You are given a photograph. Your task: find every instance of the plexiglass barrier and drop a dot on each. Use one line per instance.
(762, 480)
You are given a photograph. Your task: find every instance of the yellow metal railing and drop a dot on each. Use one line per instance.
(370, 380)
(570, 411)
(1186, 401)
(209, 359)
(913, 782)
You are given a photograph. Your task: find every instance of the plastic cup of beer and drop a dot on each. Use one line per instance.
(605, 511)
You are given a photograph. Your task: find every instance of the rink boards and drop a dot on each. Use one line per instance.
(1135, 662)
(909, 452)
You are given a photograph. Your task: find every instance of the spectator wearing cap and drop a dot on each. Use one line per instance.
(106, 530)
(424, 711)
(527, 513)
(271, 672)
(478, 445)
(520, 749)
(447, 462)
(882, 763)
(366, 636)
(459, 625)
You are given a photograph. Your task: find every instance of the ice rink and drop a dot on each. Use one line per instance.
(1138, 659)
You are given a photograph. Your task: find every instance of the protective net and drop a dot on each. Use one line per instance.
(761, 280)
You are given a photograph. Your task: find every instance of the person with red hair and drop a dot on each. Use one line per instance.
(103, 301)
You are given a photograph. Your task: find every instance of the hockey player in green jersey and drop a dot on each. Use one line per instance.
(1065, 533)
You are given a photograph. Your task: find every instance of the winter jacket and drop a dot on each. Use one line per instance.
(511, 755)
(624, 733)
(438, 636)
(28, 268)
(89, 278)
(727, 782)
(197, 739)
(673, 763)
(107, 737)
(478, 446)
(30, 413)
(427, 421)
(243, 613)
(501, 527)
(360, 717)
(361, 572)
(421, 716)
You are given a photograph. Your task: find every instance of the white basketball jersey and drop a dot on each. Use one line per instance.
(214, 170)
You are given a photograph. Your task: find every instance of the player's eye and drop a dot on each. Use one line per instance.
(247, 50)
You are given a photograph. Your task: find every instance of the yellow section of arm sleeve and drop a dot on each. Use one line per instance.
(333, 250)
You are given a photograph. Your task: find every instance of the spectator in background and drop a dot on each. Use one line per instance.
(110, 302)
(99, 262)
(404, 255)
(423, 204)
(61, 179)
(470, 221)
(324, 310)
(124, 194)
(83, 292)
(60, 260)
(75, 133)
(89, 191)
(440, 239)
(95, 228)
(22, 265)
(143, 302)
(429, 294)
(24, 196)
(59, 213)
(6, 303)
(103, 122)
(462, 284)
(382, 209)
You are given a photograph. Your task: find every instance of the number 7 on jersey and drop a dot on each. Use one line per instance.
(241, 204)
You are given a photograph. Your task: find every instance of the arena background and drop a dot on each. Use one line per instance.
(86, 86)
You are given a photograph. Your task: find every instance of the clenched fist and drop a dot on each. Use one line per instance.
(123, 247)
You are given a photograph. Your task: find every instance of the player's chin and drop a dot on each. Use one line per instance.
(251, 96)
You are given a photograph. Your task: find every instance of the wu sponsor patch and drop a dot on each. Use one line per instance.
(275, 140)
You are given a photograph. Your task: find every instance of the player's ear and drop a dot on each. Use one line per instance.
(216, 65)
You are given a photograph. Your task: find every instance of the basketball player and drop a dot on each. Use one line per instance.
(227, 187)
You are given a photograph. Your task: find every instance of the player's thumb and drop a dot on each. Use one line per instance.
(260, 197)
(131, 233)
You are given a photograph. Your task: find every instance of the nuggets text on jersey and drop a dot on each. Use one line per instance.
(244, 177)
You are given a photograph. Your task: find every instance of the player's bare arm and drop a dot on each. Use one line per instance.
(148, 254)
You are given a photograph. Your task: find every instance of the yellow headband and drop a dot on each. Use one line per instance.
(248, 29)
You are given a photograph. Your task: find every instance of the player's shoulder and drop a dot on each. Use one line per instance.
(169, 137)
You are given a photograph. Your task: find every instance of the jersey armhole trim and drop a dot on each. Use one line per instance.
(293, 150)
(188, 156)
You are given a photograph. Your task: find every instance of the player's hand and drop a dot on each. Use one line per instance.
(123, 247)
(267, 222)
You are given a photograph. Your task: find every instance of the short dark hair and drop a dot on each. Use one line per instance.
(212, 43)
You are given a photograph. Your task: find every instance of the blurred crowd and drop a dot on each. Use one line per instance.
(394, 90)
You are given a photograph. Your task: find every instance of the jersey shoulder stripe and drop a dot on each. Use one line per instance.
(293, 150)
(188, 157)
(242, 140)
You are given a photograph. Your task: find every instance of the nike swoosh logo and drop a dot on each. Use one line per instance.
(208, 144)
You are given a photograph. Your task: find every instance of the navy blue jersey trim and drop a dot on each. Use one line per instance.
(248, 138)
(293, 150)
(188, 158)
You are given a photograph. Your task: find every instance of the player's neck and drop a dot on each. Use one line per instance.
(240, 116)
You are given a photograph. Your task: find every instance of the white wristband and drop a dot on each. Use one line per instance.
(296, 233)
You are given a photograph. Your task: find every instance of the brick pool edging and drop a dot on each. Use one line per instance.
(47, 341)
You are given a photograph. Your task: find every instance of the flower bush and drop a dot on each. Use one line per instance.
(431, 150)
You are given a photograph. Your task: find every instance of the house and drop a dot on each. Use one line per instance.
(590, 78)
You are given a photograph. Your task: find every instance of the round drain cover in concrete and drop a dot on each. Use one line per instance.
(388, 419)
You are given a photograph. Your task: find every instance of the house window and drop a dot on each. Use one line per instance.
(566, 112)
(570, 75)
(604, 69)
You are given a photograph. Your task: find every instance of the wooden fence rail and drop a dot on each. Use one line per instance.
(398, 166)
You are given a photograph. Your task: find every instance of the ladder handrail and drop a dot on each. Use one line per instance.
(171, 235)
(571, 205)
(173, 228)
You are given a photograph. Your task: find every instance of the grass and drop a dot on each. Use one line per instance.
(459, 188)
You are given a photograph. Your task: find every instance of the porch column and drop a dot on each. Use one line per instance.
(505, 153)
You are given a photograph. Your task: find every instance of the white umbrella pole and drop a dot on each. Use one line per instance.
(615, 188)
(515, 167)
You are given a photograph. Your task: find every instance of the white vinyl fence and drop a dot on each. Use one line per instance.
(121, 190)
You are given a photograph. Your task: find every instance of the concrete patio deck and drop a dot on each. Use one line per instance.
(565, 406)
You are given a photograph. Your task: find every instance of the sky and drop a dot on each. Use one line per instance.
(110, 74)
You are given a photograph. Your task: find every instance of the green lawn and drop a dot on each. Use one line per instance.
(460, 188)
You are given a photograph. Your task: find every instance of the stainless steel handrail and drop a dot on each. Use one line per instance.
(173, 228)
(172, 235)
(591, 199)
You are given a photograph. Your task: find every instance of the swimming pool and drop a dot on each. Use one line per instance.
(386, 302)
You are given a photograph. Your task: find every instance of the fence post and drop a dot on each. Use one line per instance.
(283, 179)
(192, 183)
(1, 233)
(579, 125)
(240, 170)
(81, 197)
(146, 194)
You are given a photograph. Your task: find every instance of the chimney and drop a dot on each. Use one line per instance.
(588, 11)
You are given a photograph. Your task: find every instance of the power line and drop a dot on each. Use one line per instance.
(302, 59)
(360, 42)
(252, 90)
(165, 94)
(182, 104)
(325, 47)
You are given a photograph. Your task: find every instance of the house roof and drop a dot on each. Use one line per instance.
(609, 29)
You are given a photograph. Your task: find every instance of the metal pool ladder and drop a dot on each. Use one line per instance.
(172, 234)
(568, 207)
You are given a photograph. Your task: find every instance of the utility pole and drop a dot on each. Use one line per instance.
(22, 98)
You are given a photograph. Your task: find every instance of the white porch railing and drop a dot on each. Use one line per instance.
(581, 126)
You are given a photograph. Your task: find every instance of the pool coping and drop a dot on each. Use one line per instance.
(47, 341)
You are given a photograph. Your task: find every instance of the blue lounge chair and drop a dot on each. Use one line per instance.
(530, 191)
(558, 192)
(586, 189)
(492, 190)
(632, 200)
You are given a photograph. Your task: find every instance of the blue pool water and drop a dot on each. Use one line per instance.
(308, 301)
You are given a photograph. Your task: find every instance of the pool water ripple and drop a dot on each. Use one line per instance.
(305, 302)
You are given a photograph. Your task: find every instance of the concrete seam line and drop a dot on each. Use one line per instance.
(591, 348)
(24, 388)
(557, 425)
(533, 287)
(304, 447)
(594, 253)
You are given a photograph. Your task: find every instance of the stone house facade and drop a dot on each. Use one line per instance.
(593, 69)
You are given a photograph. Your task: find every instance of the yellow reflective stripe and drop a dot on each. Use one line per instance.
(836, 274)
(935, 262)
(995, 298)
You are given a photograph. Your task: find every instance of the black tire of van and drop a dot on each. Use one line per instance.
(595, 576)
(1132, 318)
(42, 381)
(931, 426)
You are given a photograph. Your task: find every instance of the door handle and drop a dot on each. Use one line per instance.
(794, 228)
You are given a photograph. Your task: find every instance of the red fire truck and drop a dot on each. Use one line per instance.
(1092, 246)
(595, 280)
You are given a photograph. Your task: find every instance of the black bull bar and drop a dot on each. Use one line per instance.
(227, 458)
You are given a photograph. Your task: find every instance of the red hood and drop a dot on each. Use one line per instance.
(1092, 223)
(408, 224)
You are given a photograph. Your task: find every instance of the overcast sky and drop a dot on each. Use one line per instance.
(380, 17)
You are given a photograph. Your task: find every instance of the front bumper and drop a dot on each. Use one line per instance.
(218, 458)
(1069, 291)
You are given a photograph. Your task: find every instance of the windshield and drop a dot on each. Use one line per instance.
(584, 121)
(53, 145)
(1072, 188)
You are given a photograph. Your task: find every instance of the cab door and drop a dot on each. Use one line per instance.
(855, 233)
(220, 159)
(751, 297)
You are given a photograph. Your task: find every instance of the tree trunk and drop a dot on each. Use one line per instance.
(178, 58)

───

_What to work on_
Starting at the line that contains "of the overcast" and continuing through the last of the items, copy out those lines with "drop a dot" swapped for "place a marker" and nothing else changed.

_Task solution_
You are given a photograph. Your task: find every instance of the overcast sky and place a marker on each. Use one line per instance.
(380, 17)
You are given a photograph. Your task: find every instance of the front bumper and place a marker on each. Use one line per instance.
(218, 458)
(1069, 291)
You are given a photograph. Your task: find every instance of the windshield and place a marker on each. Use one line per instance.
(584, 121)
(53, 145)
(1072, 188)
You are given a photograph. Your task: find every instance of the cab door and place a marker on each. Use one line per instance.
(855, 233)
(220, 159)
(751, 297)
You are given a photograph. Your task: find every instance of the tree trunk and place a marker on each. Use one line per instance.
(178, 58)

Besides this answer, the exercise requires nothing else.